— Tasks to complete —
a: In the passage on the paired omics data platform, change "natural products" to "specialized metabolites" in the stretch from "Genomic data contains" through "within complex ecosystems.", and write out that stretch with the change made.
b: According to the passage on the paired omics data platform, what technique is given as an example for obtaining metabolomic data?
c: Pick up the passage on the paired omics data platform after its last sentence and continue it.
:: Extract provided
Together with researchers from the Bioinformatics Group of Wageningen University & Research and the University of California San Diego (USA), research software engineers at the Netherlands eScience Center designed and implemented an online collaborative platform called the “paired omics data platform” (https://pairedomicsdata.bioinformatics.nl/).
All biochemical interactions between living organisms, including bacteria, fungi, plants and animals are facilitated by specialized metabolites, also known as natural products. The knowledge about the enormous variety of such metabolites produced in nature is still far from complete, but it is vital in a wide range of health and life science research and key in the discovery of new drugs and other bioactive compounds. Further progress in metabolite research increasingly depends on the combined analysis of two kinds of data: genomic data and metabolomic data.
Genomic data contains information about the machinery of organisms to produce natural products. Metabolomic data, for example obtained by mass spectrometry, provides information about the actual presence of natural products in biological samples. Combining genomic and metabolomic data not only enhances the interpretation and annotation of both datatypes, it can also help identify specific producers of natural products within complex ecosystems.
::::
:: Listed entries
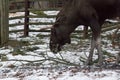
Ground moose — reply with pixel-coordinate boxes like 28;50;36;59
50;0;120;65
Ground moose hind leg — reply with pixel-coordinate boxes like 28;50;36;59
87;38;95;65
96;36;103;65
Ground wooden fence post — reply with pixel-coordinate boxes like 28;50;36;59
0;0;9;46
24;0;30;36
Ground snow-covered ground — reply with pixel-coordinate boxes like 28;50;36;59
0;11;120;80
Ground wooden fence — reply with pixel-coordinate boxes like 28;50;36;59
0;0;9;45
9;0;119;36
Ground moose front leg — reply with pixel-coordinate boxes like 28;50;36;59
87;19;103;65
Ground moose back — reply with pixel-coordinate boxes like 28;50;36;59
50;0;120;65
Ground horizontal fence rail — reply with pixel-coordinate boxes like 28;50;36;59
9;0;120;37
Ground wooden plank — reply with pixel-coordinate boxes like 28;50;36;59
0;0;9;45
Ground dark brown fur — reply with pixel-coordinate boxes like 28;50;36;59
50;0;120;64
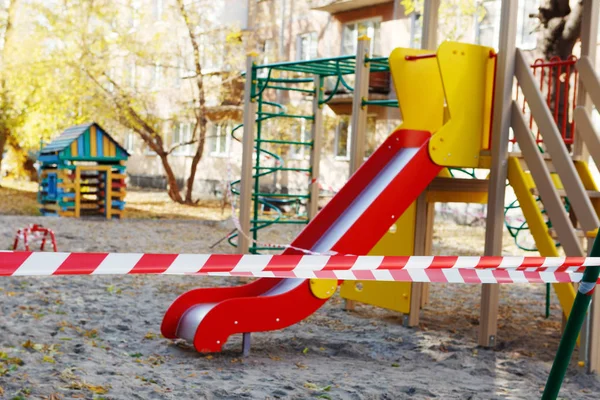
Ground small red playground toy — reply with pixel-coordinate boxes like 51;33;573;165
13;224;58;252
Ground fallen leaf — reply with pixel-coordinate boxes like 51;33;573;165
85;383;108;394
42;356;56;364
83;329;98;339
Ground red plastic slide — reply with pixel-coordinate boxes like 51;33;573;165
161;130;441;352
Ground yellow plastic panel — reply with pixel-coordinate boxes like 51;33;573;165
310;280;338;299
508;157;575;317
389;48;444;133
429;42;495;167
340;203;417;314
427;192;487;204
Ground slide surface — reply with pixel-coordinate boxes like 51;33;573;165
161;130;441;352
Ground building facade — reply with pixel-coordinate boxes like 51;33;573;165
123;0;537;197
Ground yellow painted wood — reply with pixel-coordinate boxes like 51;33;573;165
57;182;75;189
90;125;98;157
41;169;58;178
428;42;495;167
75;167;81;218
389;48;444;133
71;140;79;157
309;279;338;299
340;202;416;314
100;136;110;157
105;170;114;219
508;157;575;317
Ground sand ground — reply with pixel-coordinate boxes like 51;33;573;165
0;216;600;400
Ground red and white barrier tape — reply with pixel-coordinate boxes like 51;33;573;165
0;252;600;284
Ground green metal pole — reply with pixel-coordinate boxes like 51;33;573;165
542;236;600;400
546;283;550;319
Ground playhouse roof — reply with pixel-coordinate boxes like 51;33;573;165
40;122;130;158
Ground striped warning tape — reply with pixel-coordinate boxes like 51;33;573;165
0;252;600;284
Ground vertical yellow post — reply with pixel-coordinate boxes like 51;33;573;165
104;169;112;219
75;167;81;218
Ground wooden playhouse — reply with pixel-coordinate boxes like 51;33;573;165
38;122;129;218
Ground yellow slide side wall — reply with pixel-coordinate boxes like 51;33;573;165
428;42;495;168
340;202;417;314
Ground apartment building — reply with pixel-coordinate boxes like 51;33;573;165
124;0;537;196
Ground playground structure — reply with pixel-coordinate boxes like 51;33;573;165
0;0;600;398
163;1;600;378
38;122;129;219
13;224;58;252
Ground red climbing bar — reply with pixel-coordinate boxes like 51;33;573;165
511;56;579;145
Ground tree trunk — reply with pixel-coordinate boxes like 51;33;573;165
0;129;8;178
185;128;206;204
177;0;208;204
0;0;18;175
157;151;184;204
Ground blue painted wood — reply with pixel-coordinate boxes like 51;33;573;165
77;136;88;158
96;129;104;157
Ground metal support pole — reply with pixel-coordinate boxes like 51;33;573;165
308;75;323;220
542;236;600;400
350;36;371;175
479;0;518;347
345;36;371;310
573;0;600;373
237;53;256;254
421;0;440;50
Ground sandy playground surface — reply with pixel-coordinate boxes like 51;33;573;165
0;216;600;400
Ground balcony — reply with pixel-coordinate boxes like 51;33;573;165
311;0;392;14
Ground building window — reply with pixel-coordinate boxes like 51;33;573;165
342;18;381;55
290;119;311;160
296;32;319;60
516;0;539;50
410;11;423;49
208;121;233;156
125;129;136;154
154;0;164;21
335;116;377;160
262;39;275;64
171;122;194;155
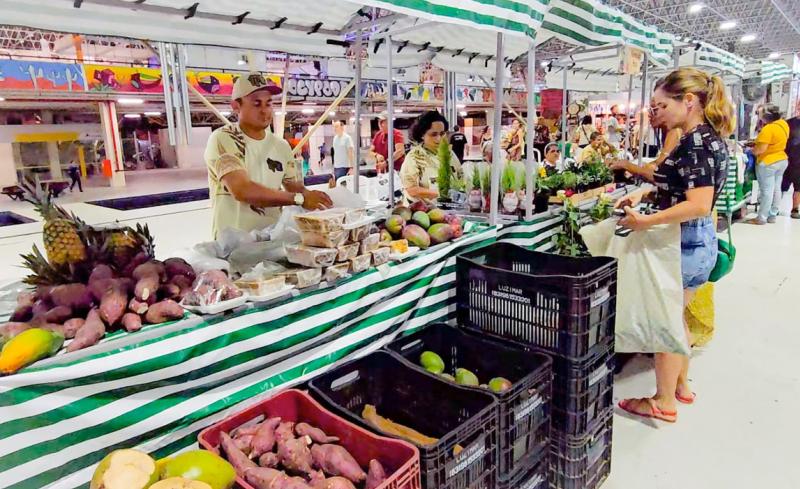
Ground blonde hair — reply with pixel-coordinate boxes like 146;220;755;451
655;68;736;137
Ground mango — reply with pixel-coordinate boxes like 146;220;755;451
428;209;447;224
428;223;453;244
160;450;236;489
411;211;431;229
403;224;431;250
392;205;413;221
386;215;406;236
0;328;64;374
419;351;444;374
456;368;481;387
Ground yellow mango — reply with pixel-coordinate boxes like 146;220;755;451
0;328;64;375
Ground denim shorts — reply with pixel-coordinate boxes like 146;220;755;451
681;217;718;290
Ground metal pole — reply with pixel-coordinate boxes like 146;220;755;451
353;30;360;193
386;36;394;207
489;32;505;226
525;43;538;221
638;53;652;166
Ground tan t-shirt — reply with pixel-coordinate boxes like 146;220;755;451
205;124;299;238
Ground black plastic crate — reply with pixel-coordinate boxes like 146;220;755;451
550;410;614;489
309;351;498;489
386;324;553;480
497;457;550;489
457;243;617;359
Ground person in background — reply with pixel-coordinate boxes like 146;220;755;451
205;73;332;239
369;112;406;173
617;68;736;423
450;126;467;161
67;160;83;192
333;121;356;180
400;110;462;204
572;115;595;149
748;104;789;225
781;117;800;219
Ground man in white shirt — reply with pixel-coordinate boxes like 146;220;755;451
333;121;356;180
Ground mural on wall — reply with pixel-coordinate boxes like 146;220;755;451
0;60;86;92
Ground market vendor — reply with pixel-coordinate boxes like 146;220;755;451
400;110;462;204
205;73;332;239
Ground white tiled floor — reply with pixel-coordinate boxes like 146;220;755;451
0;172;800;489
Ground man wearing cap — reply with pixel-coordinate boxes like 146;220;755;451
205;73;331;239
369;111;406;172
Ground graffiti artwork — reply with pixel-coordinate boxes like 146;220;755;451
0;60;86;92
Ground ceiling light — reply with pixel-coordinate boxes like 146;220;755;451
689;3;705;14
117;98;144;105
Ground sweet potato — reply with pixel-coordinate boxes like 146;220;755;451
294;423;339;443
67;309;106;352
128;297;150;315
311;477;356;489
64;318;86;340
50;284;92;311
251;418;281;458
100;285;128;326
278;436;310;475
219;432;256;474
144;299;183;324
122;312;142;333
43;306;72;324
364;459;386;489
164;258;197;281
133;274;160;301
311;445;367;483
258;452;281;469
89;263;114;282
131;260;167;282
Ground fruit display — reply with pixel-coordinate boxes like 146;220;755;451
89;448;236;489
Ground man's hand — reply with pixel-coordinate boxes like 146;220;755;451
303;190;333;211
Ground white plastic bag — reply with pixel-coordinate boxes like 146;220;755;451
580;219;690;355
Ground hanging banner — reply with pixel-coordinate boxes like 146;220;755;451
0;59;86;92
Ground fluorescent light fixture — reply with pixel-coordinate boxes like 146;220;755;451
117;98;144;105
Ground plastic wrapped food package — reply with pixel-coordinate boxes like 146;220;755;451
370;248;391;267
300;231;348;248
360;233;381;255
280;268;322;289
350;253;372;273
294;209;345;233
336;243;361;262
323;263;350;283
350;224;372;242
286;245;339;267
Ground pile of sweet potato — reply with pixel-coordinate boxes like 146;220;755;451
220;418;387;489
0;255;196;351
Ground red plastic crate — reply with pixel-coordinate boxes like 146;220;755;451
197;389;420;489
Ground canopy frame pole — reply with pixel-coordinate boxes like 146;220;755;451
353;29;364;194
525;42;538;221
489;32;505;226
637;53;652;166
386;36;394;207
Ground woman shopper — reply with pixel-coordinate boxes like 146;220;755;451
400;110;461;204
617;68;735;422
748;104;789;225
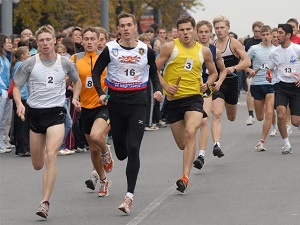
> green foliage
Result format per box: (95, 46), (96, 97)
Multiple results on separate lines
(14, 0), (201, 31)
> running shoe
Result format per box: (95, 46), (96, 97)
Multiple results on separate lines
(75, 147), (87, 153)
(98, 178), (111, 197)
(158, 120), (167, 128)
(57, 149), (72, 155)
(118, 196), (133, 215)
(286, 125), (293, 136)
(102, 146), (114, 173)
(281, 145), (292, 154)
(4, 141), (16, 149)
(255, 142), (266, 152)
(85, 171), (98, 190)
(36, 201), (50, 219)
(270, 129), (278, 137)
(246, 116), (255, 126)
(193, 155), (204, 170)
(213, 144), (224, 158)
(176, 174), (189, 193)
(145, 125), (159, 131)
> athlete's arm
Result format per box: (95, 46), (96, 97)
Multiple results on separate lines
(230, 39), (251, 73)
(214, 49), (227, 91)
(92, 47), (110, 96)
(200, 46), (218, 92)
(147, 47), (163, 102)
(244, 46), (256, 78)
(13, 56), (36, 117)
(155, 41), (178, 94)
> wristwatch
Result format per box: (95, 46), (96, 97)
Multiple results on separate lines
(233, 66), (237, 73)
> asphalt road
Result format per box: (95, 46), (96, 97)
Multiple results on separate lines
(0, 94), (300, 225)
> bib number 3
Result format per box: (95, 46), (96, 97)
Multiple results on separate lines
(184, 59), (194, 71)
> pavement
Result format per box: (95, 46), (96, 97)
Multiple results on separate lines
(0, 94), (300, 225)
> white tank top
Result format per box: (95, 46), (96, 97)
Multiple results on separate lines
(27, 54), (66, 108)
(105, 41), (149, 91)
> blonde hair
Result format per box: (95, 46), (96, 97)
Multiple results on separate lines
(196, 20), (212, 32)
(213, 15), (230, 27)
(10, 46), (29, 77)
(95, 27), (108, 40)
(35, 25), (55, 39)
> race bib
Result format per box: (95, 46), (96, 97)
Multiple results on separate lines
(46, 73), (55, 89)
(119, 64), (141, 81)
(184, 59), (194, 71)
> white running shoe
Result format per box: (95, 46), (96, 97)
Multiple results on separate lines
(270, 129), (278, 137)
(4, 141), (16, 149)
(255, 142), (266, 152)
(281, 145), (292, 154)
(85, 170), (99, 190)
(246, 116), (255, 126)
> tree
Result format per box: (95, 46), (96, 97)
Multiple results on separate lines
(14, 0), (202, 31)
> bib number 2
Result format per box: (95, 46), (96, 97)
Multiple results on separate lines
(46, 73), (55, 89)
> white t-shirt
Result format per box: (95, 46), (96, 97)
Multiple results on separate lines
(247, 43), (276, 85)
(267, 43), (300, 83)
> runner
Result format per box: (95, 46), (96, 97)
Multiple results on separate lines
(212, 16), (251, 158)
(194, 20), (227, 169)
(71, 27), (113, 197)
(156, 16), (217, 193)
(267, 24), (300, 154)
(245, 25), (276, 151)
(92, 12), (163, 214)
(13, 25), (81, 219)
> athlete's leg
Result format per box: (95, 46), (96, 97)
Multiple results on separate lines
(43, 124), (65, 201)
(170, 120), (186, 150)
(86, 118), (108, 180)
(254, 99), (265, 121)
(246, 78), (254, 122)
(261, 93), (274, 140)
(125, 105), (146, 194)
(199, 97), (212, 150)
(183, 111), (203, 176)
(211, 98), (225, 142)
(29, 130), (46, 170)
(276, 105), (288, 139)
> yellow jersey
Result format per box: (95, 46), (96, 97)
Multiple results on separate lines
(163, 38), (204, 99)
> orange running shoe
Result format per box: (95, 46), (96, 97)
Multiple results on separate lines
(118, 196), (133, 215)
(98, 178), (111, 197)
(176, 174), (189, 193)
(101, 147), (114, 173)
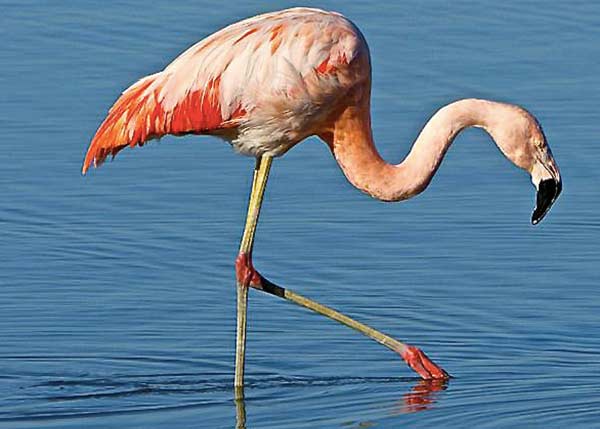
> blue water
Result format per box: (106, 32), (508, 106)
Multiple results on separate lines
(0, 0), (600, 429)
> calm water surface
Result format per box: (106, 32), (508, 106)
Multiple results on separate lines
(0, 0), (600, 429)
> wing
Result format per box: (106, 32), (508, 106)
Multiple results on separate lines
(82, 8), (366, 174)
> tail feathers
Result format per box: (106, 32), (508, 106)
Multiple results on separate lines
(81, 72), (238, 174)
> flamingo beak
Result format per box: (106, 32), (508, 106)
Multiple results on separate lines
(531, 178), (562, 225)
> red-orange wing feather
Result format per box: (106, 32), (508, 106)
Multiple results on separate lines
(82, 69), (233, 174)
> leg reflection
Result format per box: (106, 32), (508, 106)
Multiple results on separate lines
(235, 386), (246, 429)
(397, 380), (448, 414)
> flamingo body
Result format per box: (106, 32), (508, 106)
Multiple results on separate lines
(82, 8), (562, 387)
(83, 8), (370, 173)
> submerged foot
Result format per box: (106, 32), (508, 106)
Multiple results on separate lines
(400, 346), (450, 380)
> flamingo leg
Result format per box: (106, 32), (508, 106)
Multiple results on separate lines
(251, 274), (450, 380)
(234, 155), (273, 392)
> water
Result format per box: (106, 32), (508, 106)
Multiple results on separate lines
(0, 0), (600, 429)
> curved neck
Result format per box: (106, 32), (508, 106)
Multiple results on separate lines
(330, 99), (510, 201)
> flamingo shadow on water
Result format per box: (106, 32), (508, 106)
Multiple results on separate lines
(82, 8), (562, 397)
(235, 378), (448, 429)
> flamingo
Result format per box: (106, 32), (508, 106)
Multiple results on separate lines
(82, 8), (562, 388)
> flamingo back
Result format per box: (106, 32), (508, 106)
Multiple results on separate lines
(82, 8), (370, 174)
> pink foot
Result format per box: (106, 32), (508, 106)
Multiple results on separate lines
(235, 253), (261, 288)
(400, 346), (450, 380)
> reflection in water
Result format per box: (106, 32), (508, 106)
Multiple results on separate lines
(234, 386), (246, 429)
(398, 380), (448, 414)
(235, 380), (449, 429)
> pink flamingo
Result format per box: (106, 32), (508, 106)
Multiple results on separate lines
(82, 8), (562, 387)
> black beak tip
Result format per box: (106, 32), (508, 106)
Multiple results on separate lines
(531, 179), (562, 225)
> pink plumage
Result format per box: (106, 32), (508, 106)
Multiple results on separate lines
(82, 8), (368, 173)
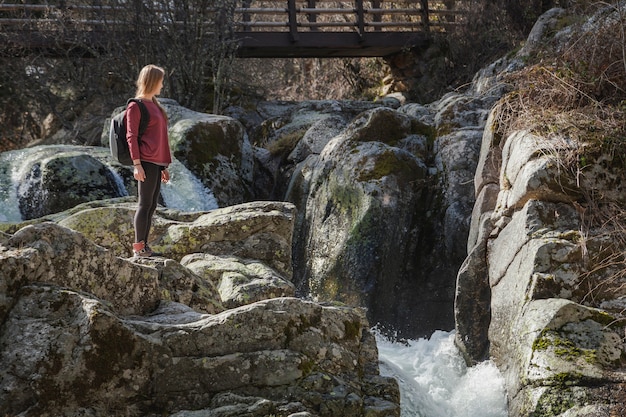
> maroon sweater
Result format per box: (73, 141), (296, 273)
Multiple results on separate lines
(126, 100), (172, 166)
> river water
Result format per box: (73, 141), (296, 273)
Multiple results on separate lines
(376, 331), (507, 417)
(0, 149), (507, 417)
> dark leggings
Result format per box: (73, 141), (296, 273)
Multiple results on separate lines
(134, 162), (163, 243)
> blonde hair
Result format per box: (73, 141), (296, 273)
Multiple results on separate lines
(135, 64), (167, 120)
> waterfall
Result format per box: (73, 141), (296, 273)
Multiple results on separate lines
(0, 149), (36, 222)
(161, 160), (218, 211)
(0, 145), (218, 222)
(376, 331), (508, 417)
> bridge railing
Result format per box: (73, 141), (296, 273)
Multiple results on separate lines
(237, 0), (464, 35)
(0, 0), (468, 56)
(0, 0), (467, 32)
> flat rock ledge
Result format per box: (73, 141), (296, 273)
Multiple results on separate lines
(0, 203), (400, 417)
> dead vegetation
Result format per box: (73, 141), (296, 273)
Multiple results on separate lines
(495, 1), (626, 312)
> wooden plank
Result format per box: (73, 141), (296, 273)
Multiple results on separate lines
(236, 32), (429, 58)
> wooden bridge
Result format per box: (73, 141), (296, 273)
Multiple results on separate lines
(0, 0), (467, 58)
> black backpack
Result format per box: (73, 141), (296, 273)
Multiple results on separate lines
(109, 98), (150, 165)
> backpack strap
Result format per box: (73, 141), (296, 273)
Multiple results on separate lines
(126, 98), (150, 140)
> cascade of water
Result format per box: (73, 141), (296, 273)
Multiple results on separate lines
(0, 150), (27, 222)
(377, 331), (508, 417)
(0, 146), (218, 222)
(161, 160), (218, 211)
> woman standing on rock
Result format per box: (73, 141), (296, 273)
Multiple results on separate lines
(126, 65), (172, 257)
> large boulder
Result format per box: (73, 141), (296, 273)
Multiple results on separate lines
(0, 285), (399, 417)
(0, 202), (399, 417)
(101, 99), (254, 207)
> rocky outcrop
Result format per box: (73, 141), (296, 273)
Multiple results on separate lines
(0, 202), (399, 417)
(455, 4), (626, 417)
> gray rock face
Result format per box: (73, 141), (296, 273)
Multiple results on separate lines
(0, 203), (399, 417)
(455, 4), (626, 417)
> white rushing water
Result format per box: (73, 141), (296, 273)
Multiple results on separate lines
(376, 331), (507, 417)
(0, 146), (218, 222)
(161, 159), (218, 211)
(0, 150), (507, 417)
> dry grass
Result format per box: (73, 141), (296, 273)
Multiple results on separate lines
(494, 2), (626, 321)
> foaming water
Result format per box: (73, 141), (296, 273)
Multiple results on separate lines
(161, 160), (218, 211)
(0, 146), (218, 222)
(376, 331), (508, 417)
(0, 150), (32, 222)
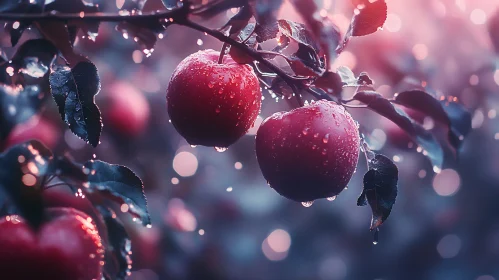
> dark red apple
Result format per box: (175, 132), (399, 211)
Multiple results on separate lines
(0, 208), (104, 280)
(166, 50), (262, 147)
(256, 100), (360, 202)
(103, 82), (150, 136)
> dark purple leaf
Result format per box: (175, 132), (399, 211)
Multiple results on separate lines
(255, 22), (279, 43)
(277, 19), (320, 53)
(313, 71), (343, 97)
(440, 100), (471, 148)
(353, 91), (444, 169)
(288, 43), (326, 76)
(0, 84), (45, 140)
(50, 62), (102, 147)
(222, 5), (255, 37)
(250, 0), (282, 24)
(394, 90), (471, 150)
(121, 0), (147, 11)
(12, 39), (58, 78)
(348, 0), (388, 36)
(85, 160), (151, 225)
(357, 72), (374, 86)
(357, 154), (398, 230)
(97, 206), (132, 280)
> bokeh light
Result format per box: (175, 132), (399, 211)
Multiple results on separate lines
(172, 152), (198, 177)
(433, 169), (461, 196)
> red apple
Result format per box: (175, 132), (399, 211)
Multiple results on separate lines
(256, 100), (360, 202)
(103, 82), (150, 136)
(0, 208), (104, 280)
(166, 50), (262, 147)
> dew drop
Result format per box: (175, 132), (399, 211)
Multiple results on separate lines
(301, 127), (310, 135)
(301, 201), (314, 208)
(215, 147), (227, 153)
(322, 133), (329, 144)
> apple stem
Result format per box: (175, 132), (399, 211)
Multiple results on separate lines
(218, 43), (229, 64)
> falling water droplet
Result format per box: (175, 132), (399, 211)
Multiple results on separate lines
::::
— Set of answers —
a:
Genomic data contains information about the machinery of organisms to produce specialized metabolites. Metabolomic data, for example obtained by mass spectrometry, provides information about the actual presence of specialized metabolites in biological samples. Combining genomic and metabolomic data not only enhances the interpretation and annotation of both datatypes, it can also help identify specific producers of specialized metabolites within complex ecosystems.

b: Mass spectrometry.

c:
A major bottleneck towards such combined genomic and metabolic data analysis is to have access to sufficient paired omics datasets, consisting of genomics and metabolomics data of the same sample. A large community of more than one hundred researchers from more than ten countries was involved in providing feedback to the design and in loading the platform with more than 4,800 paired data sets from various organisms and microbial communities.
Furthermore, more than one hundred validated links were established between biosynthetic gene clusters and the metabolite spectra of the structures of which they encode the production. Both the paired data and the validated links are already being used to develop novel algorithms to automatically link genetic and metabolic data, in order to accelerate the discovery of natural products.
The platform was announced on 15 February 2021 through a publication in Nature Chemical Biology.